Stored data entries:
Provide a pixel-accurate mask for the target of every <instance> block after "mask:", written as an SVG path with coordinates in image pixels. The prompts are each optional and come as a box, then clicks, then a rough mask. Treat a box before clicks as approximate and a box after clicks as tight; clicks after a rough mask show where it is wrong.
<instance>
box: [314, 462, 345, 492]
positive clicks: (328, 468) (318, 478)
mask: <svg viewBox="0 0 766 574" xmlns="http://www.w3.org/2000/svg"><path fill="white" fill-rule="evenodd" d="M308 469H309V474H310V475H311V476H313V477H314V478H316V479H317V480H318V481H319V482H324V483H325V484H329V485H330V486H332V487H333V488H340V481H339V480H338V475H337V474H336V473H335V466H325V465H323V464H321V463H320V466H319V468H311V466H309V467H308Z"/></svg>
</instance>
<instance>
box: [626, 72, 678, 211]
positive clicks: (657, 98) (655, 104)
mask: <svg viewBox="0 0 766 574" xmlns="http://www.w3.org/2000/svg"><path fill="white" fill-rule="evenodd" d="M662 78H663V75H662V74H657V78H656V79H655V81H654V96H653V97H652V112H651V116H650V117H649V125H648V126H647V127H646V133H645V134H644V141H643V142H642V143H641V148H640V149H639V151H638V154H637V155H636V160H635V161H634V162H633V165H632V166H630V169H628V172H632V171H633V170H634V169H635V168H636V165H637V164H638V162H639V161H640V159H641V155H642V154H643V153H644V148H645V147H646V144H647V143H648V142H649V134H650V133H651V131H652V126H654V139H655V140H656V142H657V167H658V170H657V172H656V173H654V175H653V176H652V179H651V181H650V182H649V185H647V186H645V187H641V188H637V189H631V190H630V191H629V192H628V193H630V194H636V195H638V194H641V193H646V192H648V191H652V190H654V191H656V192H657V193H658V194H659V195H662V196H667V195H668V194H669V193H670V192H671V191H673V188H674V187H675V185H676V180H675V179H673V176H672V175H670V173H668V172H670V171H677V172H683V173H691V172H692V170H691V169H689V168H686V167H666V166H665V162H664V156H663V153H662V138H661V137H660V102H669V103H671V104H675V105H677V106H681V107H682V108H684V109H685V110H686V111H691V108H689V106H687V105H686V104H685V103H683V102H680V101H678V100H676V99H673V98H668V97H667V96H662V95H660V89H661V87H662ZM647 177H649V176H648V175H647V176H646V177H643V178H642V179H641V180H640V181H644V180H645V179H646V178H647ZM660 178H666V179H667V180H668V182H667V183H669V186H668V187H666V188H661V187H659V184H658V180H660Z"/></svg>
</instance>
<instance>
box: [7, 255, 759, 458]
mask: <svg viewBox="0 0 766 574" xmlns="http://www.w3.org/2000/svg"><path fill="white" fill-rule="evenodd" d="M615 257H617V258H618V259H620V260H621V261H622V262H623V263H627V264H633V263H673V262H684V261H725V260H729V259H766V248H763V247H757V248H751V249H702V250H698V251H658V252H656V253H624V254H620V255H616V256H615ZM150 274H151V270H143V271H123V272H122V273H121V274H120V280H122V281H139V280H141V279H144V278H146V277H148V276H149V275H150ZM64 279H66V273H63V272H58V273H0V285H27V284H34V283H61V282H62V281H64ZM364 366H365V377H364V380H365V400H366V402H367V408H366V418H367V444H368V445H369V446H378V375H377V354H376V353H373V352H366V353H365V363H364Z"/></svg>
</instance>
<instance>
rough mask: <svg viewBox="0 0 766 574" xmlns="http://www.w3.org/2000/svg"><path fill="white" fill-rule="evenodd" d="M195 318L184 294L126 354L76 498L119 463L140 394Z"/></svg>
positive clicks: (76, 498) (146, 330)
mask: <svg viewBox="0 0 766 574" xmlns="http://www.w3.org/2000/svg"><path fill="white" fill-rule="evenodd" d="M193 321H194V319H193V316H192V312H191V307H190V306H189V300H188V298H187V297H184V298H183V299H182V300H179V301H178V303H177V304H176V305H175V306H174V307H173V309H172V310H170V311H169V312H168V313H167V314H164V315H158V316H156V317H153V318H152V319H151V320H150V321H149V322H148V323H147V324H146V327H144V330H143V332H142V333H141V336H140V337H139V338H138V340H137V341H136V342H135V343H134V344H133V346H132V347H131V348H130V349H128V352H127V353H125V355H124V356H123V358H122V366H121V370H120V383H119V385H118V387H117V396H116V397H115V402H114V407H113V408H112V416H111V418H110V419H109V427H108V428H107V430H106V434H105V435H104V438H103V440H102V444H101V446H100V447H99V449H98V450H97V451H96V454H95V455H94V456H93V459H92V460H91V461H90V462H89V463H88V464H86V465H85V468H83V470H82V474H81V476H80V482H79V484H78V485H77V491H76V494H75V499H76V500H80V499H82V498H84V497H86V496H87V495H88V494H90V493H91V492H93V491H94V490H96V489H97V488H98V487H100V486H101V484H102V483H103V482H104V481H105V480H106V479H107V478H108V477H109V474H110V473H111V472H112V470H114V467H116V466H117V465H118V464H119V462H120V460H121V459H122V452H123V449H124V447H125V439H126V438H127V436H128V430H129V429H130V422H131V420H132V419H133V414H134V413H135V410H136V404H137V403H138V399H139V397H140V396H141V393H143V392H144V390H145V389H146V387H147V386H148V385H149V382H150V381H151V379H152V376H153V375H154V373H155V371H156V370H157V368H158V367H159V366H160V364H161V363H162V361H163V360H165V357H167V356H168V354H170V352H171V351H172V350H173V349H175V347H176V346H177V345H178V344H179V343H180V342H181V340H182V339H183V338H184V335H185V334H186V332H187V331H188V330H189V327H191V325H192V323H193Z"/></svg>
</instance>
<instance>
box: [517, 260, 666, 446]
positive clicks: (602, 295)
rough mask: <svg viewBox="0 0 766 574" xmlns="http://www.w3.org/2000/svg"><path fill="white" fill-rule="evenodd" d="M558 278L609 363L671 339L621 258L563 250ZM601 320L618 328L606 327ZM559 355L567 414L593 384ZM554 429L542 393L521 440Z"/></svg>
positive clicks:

▶ [About this task]
Line by line, write out the records above exactly.

▶ [Result of this task]
Provide a pixel-accurate mask for the target of every <instance> block after "mask:", written as an SVG path with coordinates in image pixels. The prompts are each optional and come as a box, then clicks, then a rough mask. Treat a box before clicks as approximate and a box after clicks as tight; clicks after a rough mask show where it is wrong.
<instance>
box: [314, 462, 345, 492]
positive clicks: (328, 468) (318, 478)
mask: <svg viewBox="0 0 766 574" xmlns="http://www.w3.org/2000/svg"><path fill="white" fill-rule="evenodd" d="M308 469H309V474H310V475H311V476H313V477H314V478H316V479H317V480H318V481H319V482H324V483H325V484H329V485H330V486H332V487H333V488H340V481H339V480H338V475H337V474H336V473H335V466H325V465H323V464H321V463H320V466H319V468H311V466H309V467H308Z"/></svg>
</instance>
<instance>
box: [626, 72, 678, 211]
positive clicks: (657, 98) (655, 104)
mask: <svg viewBox="0 0 766 574" xmlns="http://www.w3.org/2000/svg"><path fill="white" fill-rule="evenodd" d="M662 78H663V75H662V74H657V78H656V79H655V81H654V96H653V97H652V112H651V116H650V117H649V125H648V126H647V127H646V133H645V134H644V141H643V142H642V143H641V148H640V149H639V151H638V154H637V155H636V160H635V161H634V162H633V165H632V166H630V169H628V172H632V171H633V170H634V169H635V168H636V165H637V164H638V162H639V161H640V159H641V155H642V154H643V153H644V148H645V147H646V144H647V143H648V142H649V134H650V133H651V131H652V126H654V139H655V140H656V142H657V167H658V170H657V172H656V173H654V175H653V176H652V179H651V181H650V182H649V185H647V186H645V187H641V188H637V189H631V190H630V191H629V192H628V193H630V194H636V195H638V194H641V193H646V192H648V191H652V190H654V191H656V192H657V193H658V194H659V195H662V196H667V195H668V194H669V193H670V192H671V191H673V188H674V187H675V185H676V180H675V179H673V176H672V175H670V173H668V172H670V171H677V172H683V173H691V172H692V170H691V169H689V168H686V167H666V166H665V162H664V156H663V153H662V138H661V137H660V102H669V103H671V104H675V105H677V106H681V107H682V108H684V109H685V110H686V111H691V108H689V106H687V105H686V104H685V103H683V102H680V101H678V100H676V99H673V98H668V97H667V96H662V95H660V89H661V87H662ZM647 177H649V176H648V175H647V176H646V177H643V178H642V179H641V180H640V181H644V180H645V179H646V178H647ZM660 178H666V179H667V180H668V182H667V183H669V186H668V187H666V188H661V187H659V184H658V180H660Z"/></svg>
</instance>
<instance>
box: [7, 255, 759, 458]
mask: <svg viewBox="0 0 766 574" xmlns="http://www.w3.org/2000/svg"><path fill="white" fill-rule="evenodd" d="M615 257H617V258H618V259H620V260H621V261H622V262H623V263H627V264H633V263H673V262H684V261H725V260H729V259H766V248H763V247H757V248H751V249H702V250H698V251H658V252H656V253H624V254H620V255H616V256H615ZM150 274H151V270H143V271H123V272H122V273H121V274H120V280H122V281H139V280H141V279H144V278H146V277H148V276H149V275H150ZM64 279H66V273H63V272H58V273H0V285H27V284H34V283H61V282H62V281H64ZM364 366H365V377H364V380H365V400H366V402H367V408H366V418H367V444H368V445H369V446H378V375H377V354H376V353H373V352H366V353H365V363H364Z"/></svg>
</instance>
<instance>
rough mask: <svg viewBox="0 0 766 574" xmlns="http://www.w3.org/2000/svg"><path fill="white" fill-rule="evenodd" d="M195 318L184 294L126 354L76 498L119 463L140 394Z"/></svg>
positive clicks: (76, 498) (146, 330)
mask: <svg viewBox="0 0 766 574" xmlns="http://www.w3.org/2000/svg"><path fill="white" fill-rule="evenodd" d="M193 321H194V319H193V316H192V312H191V307H190V306H189V300H188V298H187V297H184V298H183V299H182V300H179V301H178V303H177V304H176V305H175V306H174V307H173V309H172V310H170V311H169V312H168V313H167V314H164V315H158V316H156V317H153V318H152V319H151V320H150V321H149V322H148V323H147V324H146V327H144V330H143V332H142V333H141V336H140V337H139V338H138V340H137V341H136V342H135V343H134V344H133V346H132V347H131V348H130V349H128V352H127V353H125V355H124V356H123V358H122V366H121V370H120V383H119V385H118V387H117V396H116V397H115V402H114V407H113V408H112V416H111V418H110V419H109V427H108V428H107V430H106V434H105V435H104V438H103V440H102V444H101V446H100V447H99V449H98V450H97V451H96V454H95V455H94V456H93V459H92V460H91V461H90V462H89V463H88V464H86V465H85V468H83V470H82V474H81V476H80V482H79V484H78V485H77V491H76V494H75V499H76V500H80V499H82V498H84V497H86V496H87V495H88V494H90V493H91V492H93V491H94V490H96V489H97V488H98V487H100V486H101V484H102V483H103V482H104V481H105V480H106V479H107V478H108V477H109V474H110V473H111V472H112V470H114V467H116V466H117V465H118V464H119V462H120V460H121V459H122V452H123V449H124V447H125V439H126V438H127V436H128V430H129V429H130V422H131V420H132V419H133V414H134V413H135V410H136V404H137V403H138V399H139V397H140V396H141V393H143V392H144V390H145V389H146V387H147V386H148V385H149V382H150V381H151V379H152V376H153V375H154V373H155V371H156V370H157V368H158V367H159V366H160V364H161V363H162V361H163V360H165V357H167V356H168V354H170V352H171V351H172V350H173V349H175V347H176V346H177V345H178V344H179V343H180V342H181V340H182V339H183V338H184V335H185V334H186V332H187V331H188V330H189V327H191V325H192V323H193Z"/></svg>
</instance>
<instance>
box: [517, 260, 666, 446]
positive clicks: (602, 295)
rough mask: <svg viewBox="0 0 766 574" xmlns="http://www.w3.org/2000/svg"><path fill="white" fill-rule="evenodd" d="M558 278L609 363L671 339L621 258L563 250ZM601 320L618 328L606 327ZM559 355L567 414L593 384ZM554 429L542 393L521 440Z"/></svg>
positive clicks:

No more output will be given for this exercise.